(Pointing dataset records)
──────────
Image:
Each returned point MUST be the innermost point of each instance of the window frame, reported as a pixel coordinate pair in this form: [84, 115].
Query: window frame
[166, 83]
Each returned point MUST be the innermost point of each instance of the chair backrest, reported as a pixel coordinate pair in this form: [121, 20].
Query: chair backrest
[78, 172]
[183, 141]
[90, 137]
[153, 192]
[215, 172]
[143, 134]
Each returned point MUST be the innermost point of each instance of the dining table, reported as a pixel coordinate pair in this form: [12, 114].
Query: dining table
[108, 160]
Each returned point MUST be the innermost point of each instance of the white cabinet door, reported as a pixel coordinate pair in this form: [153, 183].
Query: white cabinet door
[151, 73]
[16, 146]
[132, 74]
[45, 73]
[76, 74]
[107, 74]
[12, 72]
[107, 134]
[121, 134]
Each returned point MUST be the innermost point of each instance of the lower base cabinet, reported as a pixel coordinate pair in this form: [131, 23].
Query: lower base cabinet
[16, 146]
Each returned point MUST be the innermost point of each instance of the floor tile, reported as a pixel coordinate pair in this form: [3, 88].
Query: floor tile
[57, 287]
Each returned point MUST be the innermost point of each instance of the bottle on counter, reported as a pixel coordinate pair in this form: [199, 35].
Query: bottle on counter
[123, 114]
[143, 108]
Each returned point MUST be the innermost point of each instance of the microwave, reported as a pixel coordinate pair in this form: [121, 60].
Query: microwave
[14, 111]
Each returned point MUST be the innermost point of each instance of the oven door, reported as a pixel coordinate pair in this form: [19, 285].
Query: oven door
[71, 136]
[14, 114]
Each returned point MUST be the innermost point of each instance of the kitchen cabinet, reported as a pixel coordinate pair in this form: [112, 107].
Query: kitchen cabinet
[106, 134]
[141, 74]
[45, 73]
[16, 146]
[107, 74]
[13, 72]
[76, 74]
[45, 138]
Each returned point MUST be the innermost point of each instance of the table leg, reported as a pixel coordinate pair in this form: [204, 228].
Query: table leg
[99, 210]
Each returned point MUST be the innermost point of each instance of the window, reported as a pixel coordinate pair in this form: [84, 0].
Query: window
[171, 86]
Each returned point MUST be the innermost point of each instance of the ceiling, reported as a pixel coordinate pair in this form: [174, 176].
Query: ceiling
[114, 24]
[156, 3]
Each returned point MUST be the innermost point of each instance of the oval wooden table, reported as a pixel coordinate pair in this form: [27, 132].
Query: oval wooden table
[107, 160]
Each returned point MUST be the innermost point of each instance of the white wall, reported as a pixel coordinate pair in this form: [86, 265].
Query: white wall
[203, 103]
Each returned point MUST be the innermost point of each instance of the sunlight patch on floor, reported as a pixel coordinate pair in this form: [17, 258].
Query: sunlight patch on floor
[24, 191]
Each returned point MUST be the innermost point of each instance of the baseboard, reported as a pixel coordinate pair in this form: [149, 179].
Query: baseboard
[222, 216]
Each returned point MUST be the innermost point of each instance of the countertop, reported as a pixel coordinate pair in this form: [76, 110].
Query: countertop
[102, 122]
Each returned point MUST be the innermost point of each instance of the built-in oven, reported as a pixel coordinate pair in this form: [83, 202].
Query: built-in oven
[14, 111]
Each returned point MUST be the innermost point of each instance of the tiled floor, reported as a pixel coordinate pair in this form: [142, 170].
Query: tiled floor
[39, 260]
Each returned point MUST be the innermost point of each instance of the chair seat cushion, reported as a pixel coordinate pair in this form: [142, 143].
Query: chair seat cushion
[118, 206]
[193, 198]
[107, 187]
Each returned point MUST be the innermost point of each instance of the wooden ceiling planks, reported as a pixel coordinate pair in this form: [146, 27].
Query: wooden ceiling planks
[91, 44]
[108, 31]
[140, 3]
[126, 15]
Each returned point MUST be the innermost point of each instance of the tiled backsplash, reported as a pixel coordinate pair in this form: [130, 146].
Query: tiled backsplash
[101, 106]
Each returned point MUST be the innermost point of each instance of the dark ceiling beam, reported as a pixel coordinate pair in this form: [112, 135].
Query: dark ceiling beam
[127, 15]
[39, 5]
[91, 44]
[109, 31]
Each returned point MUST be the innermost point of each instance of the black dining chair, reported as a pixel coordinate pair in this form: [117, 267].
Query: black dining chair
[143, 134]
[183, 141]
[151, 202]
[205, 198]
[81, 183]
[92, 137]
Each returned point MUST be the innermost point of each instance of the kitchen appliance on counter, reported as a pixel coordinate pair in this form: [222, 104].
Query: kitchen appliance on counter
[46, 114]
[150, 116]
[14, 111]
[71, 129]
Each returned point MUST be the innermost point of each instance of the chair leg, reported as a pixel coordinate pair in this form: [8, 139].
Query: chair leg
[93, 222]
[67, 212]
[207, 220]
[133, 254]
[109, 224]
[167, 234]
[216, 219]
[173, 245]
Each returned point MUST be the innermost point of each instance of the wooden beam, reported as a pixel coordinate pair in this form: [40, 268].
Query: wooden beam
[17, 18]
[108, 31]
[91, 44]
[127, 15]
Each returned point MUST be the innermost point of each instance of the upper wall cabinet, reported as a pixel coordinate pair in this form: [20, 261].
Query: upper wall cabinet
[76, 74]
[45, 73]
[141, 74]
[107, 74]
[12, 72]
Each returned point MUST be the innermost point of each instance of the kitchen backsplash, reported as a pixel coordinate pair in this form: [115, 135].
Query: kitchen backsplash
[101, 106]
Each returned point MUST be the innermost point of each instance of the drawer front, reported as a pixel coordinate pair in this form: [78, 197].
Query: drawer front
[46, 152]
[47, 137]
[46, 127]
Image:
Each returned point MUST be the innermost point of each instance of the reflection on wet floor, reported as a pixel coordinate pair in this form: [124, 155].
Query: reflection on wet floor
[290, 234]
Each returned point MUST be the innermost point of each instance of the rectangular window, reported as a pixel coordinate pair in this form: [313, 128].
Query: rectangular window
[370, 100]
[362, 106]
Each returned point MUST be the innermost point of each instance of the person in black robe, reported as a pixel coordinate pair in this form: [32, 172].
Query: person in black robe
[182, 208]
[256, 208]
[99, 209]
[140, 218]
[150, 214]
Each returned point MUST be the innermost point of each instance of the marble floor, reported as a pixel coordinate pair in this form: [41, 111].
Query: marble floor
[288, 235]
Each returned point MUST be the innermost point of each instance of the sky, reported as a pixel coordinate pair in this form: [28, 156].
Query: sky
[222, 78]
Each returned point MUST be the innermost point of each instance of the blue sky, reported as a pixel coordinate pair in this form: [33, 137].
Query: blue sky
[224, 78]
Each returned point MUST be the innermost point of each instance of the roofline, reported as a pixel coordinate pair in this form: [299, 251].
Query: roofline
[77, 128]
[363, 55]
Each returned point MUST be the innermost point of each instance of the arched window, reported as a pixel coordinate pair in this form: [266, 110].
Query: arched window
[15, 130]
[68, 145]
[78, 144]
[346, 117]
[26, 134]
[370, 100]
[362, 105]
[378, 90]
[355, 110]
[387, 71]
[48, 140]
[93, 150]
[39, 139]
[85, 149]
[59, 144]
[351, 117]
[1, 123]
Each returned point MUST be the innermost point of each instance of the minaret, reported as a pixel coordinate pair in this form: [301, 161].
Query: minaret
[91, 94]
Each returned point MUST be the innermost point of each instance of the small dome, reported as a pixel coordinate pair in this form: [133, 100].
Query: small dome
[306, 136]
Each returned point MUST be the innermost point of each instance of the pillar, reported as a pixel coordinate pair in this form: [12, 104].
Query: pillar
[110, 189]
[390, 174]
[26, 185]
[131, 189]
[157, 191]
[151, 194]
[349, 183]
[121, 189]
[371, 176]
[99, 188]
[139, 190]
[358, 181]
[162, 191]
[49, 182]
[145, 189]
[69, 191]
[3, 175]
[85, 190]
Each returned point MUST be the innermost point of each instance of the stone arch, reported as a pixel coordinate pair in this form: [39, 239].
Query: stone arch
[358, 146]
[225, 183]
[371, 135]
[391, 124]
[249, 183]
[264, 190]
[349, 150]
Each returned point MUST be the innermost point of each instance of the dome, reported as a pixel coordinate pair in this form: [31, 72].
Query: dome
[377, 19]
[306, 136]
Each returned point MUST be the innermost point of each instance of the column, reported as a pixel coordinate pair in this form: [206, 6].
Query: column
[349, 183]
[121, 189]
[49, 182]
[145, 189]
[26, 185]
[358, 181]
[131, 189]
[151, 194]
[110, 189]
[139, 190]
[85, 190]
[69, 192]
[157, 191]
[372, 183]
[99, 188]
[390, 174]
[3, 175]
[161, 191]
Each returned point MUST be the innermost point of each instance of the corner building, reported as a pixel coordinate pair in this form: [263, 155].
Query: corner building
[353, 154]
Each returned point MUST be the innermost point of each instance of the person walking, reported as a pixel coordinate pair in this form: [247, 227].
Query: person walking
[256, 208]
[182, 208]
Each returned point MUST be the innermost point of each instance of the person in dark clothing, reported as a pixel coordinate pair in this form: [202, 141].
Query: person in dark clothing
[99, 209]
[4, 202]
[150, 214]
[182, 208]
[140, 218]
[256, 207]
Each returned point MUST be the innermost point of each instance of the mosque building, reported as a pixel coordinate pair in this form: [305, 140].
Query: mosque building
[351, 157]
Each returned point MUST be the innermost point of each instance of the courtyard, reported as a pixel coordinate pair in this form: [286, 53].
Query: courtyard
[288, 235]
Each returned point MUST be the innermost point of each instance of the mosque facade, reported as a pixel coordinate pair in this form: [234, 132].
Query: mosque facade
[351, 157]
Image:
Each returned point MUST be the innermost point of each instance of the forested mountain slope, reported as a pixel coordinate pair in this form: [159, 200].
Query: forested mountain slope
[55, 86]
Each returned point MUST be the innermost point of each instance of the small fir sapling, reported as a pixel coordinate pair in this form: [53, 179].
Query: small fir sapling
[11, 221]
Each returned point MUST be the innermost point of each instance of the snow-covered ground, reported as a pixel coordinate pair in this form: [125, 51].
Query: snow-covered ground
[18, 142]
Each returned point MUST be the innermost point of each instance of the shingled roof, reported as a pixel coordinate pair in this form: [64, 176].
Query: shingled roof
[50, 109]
──────────
Goal of the exercise
Using the records above, please retype only the run of lines from the line holding "form: [202, 141]." through the last line, both ends included.

Full solution
Each returned point MUST be the innermost point of each instance of the person in dark clothing, reported as a pixel coordinate pair in this form: [202, 141].
Query: person in dark clothing
[99, 209]
[4, 202]
[150, 214]
[182, 208]
[140, 218]
[256, 207]
Each returned point MUST be the innermost point of each instance of the mosque building, reported as a pixel coordinate pair in this form: [305, 140].
Query: mosque building
[351, 157]
Each returned point MUST be the innermost point of each instance of the courtyard, reported as a pixel coordinate pair in this form: [286, 53].
Query: courtyard
[288, 235]
Each returned point MUST be the innermost point of each instance of the mosque facade, reported as a pixel coordinate pair in this form: [234, 132].
Query: mosque facade
[351, 157]
Image:
Each returned point MUST be the innermost point of each instance of the forested mountain slope, reported as a pixel coordinate pair in this form: [159, 200].
Query: forested mountain slope
[55, 86]
Each returned point MUST be the innermost point of each instance of the small fir sapling, reported as a pixel coordinate pair in this form: [53, 179].
Query: small fir sapling
[11, 221]
Each returned point MUST be the innermost point of each instance of the snow-covered ground, reported as a pixel coordinate pair in this form: [125, 51].
Query: snow-covered ground
[18, 142]
Each returned point MUST be the innermost point of each instance of the shingled roof, reported as a pixel coordinate pair in this form: [64, 176].
Query: shingled roof
[50, 109]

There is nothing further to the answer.